◆ **Rows from a pointing dataset**
◆ ◆ ◆ ◆ ◆ ◆ ◆
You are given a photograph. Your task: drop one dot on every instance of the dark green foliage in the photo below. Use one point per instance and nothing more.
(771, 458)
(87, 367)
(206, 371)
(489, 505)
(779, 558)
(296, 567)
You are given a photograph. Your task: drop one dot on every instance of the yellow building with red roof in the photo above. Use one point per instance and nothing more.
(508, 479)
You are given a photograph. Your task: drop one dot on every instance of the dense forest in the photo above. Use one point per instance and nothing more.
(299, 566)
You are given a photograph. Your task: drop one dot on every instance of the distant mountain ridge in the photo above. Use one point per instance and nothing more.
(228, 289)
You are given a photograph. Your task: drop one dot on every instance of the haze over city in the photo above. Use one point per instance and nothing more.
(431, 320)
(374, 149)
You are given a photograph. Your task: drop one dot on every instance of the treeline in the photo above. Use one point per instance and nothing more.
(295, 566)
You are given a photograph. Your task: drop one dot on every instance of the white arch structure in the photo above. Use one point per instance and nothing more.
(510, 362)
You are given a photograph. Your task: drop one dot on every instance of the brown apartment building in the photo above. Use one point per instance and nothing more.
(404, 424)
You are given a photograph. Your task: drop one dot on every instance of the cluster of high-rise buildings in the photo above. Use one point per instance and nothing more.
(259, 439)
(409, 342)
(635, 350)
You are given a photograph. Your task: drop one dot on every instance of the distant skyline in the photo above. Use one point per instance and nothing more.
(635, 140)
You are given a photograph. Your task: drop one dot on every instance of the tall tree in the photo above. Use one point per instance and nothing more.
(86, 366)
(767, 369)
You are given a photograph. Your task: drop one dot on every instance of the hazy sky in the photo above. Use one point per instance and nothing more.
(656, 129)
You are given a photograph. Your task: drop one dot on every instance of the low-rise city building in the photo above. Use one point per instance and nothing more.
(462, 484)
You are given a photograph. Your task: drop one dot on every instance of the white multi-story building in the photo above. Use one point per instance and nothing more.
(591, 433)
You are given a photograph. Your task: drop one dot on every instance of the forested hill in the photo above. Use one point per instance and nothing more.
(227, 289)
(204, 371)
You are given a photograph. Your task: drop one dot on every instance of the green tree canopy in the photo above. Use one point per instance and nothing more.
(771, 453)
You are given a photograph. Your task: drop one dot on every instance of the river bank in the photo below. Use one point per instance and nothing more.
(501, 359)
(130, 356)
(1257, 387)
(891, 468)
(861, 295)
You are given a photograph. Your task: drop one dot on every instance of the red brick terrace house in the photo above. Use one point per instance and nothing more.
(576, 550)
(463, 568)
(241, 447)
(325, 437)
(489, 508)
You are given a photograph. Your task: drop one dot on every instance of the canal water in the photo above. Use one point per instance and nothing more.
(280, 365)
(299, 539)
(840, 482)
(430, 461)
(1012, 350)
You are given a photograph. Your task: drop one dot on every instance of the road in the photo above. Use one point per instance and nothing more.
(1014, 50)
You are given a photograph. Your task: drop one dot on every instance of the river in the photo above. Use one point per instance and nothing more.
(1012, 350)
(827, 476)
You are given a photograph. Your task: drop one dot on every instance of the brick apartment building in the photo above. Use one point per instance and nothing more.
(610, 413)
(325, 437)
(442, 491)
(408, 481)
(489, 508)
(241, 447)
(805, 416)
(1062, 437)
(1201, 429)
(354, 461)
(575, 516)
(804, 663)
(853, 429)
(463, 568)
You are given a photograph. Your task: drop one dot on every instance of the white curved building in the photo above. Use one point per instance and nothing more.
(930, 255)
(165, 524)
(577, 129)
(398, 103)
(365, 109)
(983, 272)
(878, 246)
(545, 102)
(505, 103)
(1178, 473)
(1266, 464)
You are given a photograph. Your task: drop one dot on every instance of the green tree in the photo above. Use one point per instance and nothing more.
◆ ◆ ◆ ◆ ◆ ◆ ◆
◆ **Exercise details**
Rewrite the listing above, substituting "place a single dot" for every occurrence of "drop one dot" and changing nothing else.

◆ **Output below**
You are given a photograph. Your task: place a single dot on every instance of the dark green foliage in the photo below. Use one point per instance and nothing more.
(771, 458)
(87, 367)
(206, 371)
(489, 505)
(779, 558)
(296, 567)
You are given a photograph. Your task: place a single dot on every instance of the yellow building with red roof in the photo above. Use one point per instance and nothing more.
(508, 479)
You are given a photograph. Your task: place a single dot on every instance of the dense forest in the photo above. Use one point per instance and nothing more.
(299, 566)
You are given a photograph. Your task: place a single dot on every instance of the distant mountain ridge in the photo above. Use one point per instance and nothing more.
(228, 289)
You are given a photograph. Your task: place a single dot on every instance of the haze over city in the photo above. Use one point per instance and nothing more.
(431, 320)
(374, 149)
You are given a photograph. Your task: place a single dot on every instance of the treeline in the photo above. Use one point per instance and nothing more.
(295, 566)
You are given a photograph. Your task: place a single dot on every instance of the white arch structure in the photo above. Use one point per instance and nothing more.
(510, 362)
You are given a photograph. Your task: place a single dot on every instance of the brown apartment building in the photo above. Use one point per instance and nothing more.
(404, 424)
You are given a photograph. Your task: place a single dot on every instance of the cluster of high-rise buildings in the photo above. Use one point per instance and nothing more.
(259, 439)
(409, 342)
(635, 350)
You are given a photograph. Your task: place a single dot on every instance of the distant skyline in the photo above. Use one point per instance and nothing more.
(635, 140)
You are given a photograph. Your task: place a single dot on every instance of the tall tree in the photo above. Use one point per instance and nothing more.
(86, 366)
(767, 369)
You are given a photograph. Your task: place a single dot on every instance of the hazy sky in the photo above. Use one point per instance and nothing more.
(656, 129)
You are given a photograph. Your task: place a single dot on every instance of the low-rise city building in the photo above. Use one point per instance and nothing more.
(462, 484)
You are given a photograph. Your task: place a single dot on every instance of the white multi-story building in the photo above. Use one point per instance and nothing more.
(591, 433)
You are given a photograph. Your task: place a single dot on every instance of the forested hill in the photo above. Use one point per instance and nothing more.
(227, 289)
(204, 371)
You are given a photograph. Your task: place a single dot on every instance of the green tree canopy in the photo above. Use one point per instance and nothing more.
(771, 453)
You are given a photograph. Your task: place a single dot on every instance of the river bank in the photo below. Use one point per instance and nothing more.
(501, 359)
(130, 356)
(1257, 387)
(891, 468)
(861, 295)
You are given a photograph. Your task: place a single dot on every instance of the red brick terrace house in the photo above. Use one point per instance and nothing more.
(576, 550)
(463, 568)
(241, 447)
(325, 437)
(489, 508)
You are given a photograph. Your task: place a single dot on every instance of the canal water in the photo above. Use one point per instance and nothing more.
(280, 365)
(299, 539)
(840, 482)
(430, 461)
(1012, 350)
You are given a photograph. Your task: place a single dot on every instance of the road in the photo above. Use one point per instance and nothing more.
(1014, 50)
You are given a photograph. Your task: place a single dot on every instance of the river in the photo above. Use one point per instance and nothing more.
(1012, 350)
(827, 476)
You are given a photograph. Your task: place a single dot on every instance of the brick apartment building in the photo above. Use one point per instance and nothing more.
(610, 413)
(325, 437)
(442, 491)
(408, 481)
(489, 508)
(241, 447)
(805, 416)
(1062, 437)
(1201, 429)
(354, 461)
(575, 516)
(804, 663)
(853, 429)
(463, 568)
You are given a photograph. Your task: place a single dot on every instance of the white curved building in the photo above. Use one point per instance and nothing more.
(930, 255)
(165, 524)
(577, 129)
(398, 103)
(365, 109)
(983, 272)
(878, 246)
(545, 102)
(505, 103)
(1178, 473)
(1266, 464)
You are given a photograph. Your task: place a single dot on every instance of the green tree in the photo above. Use one point per instance and nothing more.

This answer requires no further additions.